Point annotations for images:
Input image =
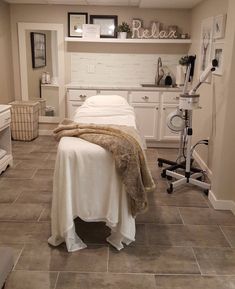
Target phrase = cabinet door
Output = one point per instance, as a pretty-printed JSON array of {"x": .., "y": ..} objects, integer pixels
[
  {"x": 165, "y": 132},
  {"x": 72, "y": 107},
  {"x": 147, "y": 119}
]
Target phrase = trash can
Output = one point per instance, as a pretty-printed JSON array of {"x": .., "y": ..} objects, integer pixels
[{"x": 24, "y": 120}]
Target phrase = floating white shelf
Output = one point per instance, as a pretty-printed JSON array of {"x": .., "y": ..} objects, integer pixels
[{"x": 129, "y": 40}]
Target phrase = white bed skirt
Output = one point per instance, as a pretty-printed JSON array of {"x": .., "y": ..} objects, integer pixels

▸ EXERCISE GOAL:
Recast the lines of the data above as a numbered list, starting at the line containing "Target phrase = trash can" and continuing through the end of the data, omitting any blank lines.

▸ TASK RESPONSE:
1. Target phrase = trash can
2. Output = one point per instance, as a pretty-printed JSON array of {"x": .., "y": ..} objects, integer pixels
3. [{"x": 24, "y": 120}]
4. Target phrase = floating white shelf
5. Output = one point per instance, as a pretty-printed JSON array of {"x": .., "y": ..} objects, integer pixels
6. [{"x": 129, "y": 40}]
7. Target phrase = white bed skirt
8. Output = one point per instance, as a pretty-printed JSON array of {"x": .., "y": ..} objects, integer pixels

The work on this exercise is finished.